RECORDS PROVIDED
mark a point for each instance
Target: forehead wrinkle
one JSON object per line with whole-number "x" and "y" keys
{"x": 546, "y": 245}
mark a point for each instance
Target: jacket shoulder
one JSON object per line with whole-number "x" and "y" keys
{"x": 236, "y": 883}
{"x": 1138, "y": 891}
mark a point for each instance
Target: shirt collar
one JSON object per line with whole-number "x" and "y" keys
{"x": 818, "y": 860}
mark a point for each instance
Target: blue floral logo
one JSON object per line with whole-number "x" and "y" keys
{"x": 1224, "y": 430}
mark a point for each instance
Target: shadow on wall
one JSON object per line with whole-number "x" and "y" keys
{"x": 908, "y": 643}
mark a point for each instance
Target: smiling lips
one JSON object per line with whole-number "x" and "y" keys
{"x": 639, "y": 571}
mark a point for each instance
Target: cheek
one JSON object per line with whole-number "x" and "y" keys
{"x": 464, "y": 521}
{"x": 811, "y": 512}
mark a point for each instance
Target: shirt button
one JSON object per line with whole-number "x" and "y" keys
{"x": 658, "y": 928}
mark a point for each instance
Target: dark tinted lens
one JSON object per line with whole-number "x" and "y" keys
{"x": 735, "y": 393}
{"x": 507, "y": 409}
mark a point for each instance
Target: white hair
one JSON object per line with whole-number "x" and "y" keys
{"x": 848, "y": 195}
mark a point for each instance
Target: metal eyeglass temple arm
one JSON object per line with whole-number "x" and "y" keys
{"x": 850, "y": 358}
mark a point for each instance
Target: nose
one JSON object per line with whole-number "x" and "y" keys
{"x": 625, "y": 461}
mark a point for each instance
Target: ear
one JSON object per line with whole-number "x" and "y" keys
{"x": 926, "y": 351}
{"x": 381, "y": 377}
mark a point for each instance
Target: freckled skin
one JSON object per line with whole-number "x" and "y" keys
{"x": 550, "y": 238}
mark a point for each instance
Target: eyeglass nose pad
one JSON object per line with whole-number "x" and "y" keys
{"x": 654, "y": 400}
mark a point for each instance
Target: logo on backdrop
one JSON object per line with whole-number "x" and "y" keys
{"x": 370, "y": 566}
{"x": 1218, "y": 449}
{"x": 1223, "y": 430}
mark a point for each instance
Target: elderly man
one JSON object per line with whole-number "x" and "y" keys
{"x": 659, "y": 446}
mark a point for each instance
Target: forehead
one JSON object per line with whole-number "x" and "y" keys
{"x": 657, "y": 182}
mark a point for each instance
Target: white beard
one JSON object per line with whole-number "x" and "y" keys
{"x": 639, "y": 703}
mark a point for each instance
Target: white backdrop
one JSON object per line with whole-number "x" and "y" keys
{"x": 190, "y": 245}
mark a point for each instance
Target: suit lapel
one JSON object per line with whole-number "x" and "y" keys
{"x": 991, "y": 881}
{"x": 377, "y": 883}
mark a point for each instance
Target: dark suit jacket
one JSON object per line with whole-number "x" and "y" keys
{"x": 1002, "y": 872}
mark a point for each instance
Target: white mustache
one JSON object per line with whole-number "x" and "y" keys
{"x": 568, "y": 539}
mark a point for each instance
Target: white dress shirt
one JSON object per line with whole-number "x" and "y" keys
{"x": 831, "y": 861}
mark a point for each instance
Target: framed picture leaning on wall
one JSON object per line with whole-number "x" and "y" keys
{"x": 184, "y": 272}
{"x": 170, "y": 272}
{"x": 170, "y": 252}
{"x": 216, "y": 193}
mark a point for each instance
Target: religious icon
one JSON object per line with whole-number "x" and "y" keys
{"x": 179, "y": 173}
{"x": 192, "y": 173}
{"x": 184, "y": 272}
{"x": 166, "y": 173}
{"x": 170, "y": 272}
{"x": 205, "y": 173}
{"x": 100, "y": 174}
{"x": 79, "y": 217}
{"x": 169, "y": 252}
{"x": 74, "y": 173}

DIRECTIONS FOR THIS TASK
Would you write down every record again, exactly?

PROBLEM SOLUTION
mark a point for each instance
Target: forehead wrinkle
one JSON object per line with whole-number "x" and "y" keys
{"x": 546, "y": 245}
mark a point for each instance
Target: jacket shoulder
one JSON object per line with whole-number "x" and "y" keys
{"x": 236, "y": 883}
{"x": 1138, "y": 891}
mark a point for each instance
Target: shirt collar
one JSON object per line with whole-number "x" and "y" keys
{"x": 818, "y": 860}
mark a point for each instance
Target: blue floral logo
one JSON object per line with whole-number "x" and "y" keys
{"x": 1224, "y": 430}
mark a point for each instance
Target: shadow on wall
one JSON object per line with whole-number "x" and "y" keys
{"x": 908, "y": 643}
mark a point for each instance
Target: smiling lips
one JSON object per line with whole-number "x" and "y" keys
{"x": 639, "y": 571}
mark a point for each instance
Target: cheek
one JSON object per line with whole-number "x" and "y" keys
{"x": 464, "y": 521}
{"x": 811, "y": 512}
mark a point for each instance
Target: shirt button
one JSON object per line with whole-number "x" and "y" keys
{"x": 658, "y": 928}
mark a point for each instance
Target: dark tinted lens
one JSON object per line with whole-number "x" and "y" keys
{"x": 735, "y": 393}
{"x": 507, "y": 409}
mark a point for each instance
Target: white hair
one JSON object per line with whole-number "x" and "y" keys
{"x": 848, "y": 195}
mark a point for each instance
Target: metal eyeglass temple arm
one JSON object per line with whole-number "x" and "y" keys
{"x": 850, "y": 358}
mark a point for each instance
Target: nose
one JSON object per line with whole-number "x" and "y" keys
{"x": 625, "y": 461}
mark a point for each instance
Target: ear
one JSON object per line with whole-number "x" and "y" keys
{"x": 926, "y": 351}
{"x": 381, "y": 377}
mark a point for each instance
Target: freckled skin
one JSON object per line with whole-number "x" and "y" keys
{"x": 550, "y": 238}
mark a point for each instance
Target: eyeglass nose pad
one JSON object per line with whole-number "x" and "y" keys
{"x": 654, "y": 400}
mark a point for each instance
Target: logo on backdrop
one JSON object per line with whole-number "x" and "y" keys
{"x": 370, "y": 566}
{"x": 1218, "y": 449}
{"x": 1223, "y": 430}
mark a point for each instance
Target: elderly man
one JSON object per line with whole-number "x" and "y" keys
{"x": 659, "y": 446}
mark a point for each instance
Target: forehead
one JSON object per line with whole-number "x" and "y" keys
{"x": 657, "y": 182}
mark a point for each instance
Target: white beard
one JSON object per line with whole-number "x" and "y" keys
{"x": 639, "y": 703}
mark a point for each instance
Target: white backdrop
one JSON object per line with whole-number "x" and "y" keys
{"x": 190, "y": 245}
mark a point for each instance
Target: suit lapel
one JSON object per line with whole-number "x" and "y" keys
{"x": 991, "y": 881}
{"x": 377, "y": 883}
mark a point for each instance
Target: dark suit jacket
one JSON object per line with whole-number "x" and "y" keys
{"x": 1002, "y": 872}
mark a point for each instance
Target: white mustache
one JSON object per line with whole-number "x" and "y" keys
{"x": 568, "y": 539}
mark a point for each instance
Target: white dress shirt
one JSON object per line with whole-number "x" and "y" keys
{"x": 831, "y": 861}
mark a point for each instance
Target: framed picture leaning on wall
one JSON object per line with whole-number "x" and "y" keys
{"x": 184, "y": 272}
{"x": 170, "y": 272}
{"x": 170, "y": 252}
{"x": 216, "y": 193}
mark a point for each instance
Target: religious icon
one JSON object per line with whole-number "x" and "y" keys
{"x": 179, "y": 173}
{"x": 192, "y": 173}
{"x": 184, "y": 272}
{"x": 166, "y": 173}
{"x": 170, "y": 272}
{"x": 205, "y": 173}
{"x": 100, "y": 174}
{"x": 79, "y": 217}
{"x": 169, "y": 252}
{"x": 74, "y": 173}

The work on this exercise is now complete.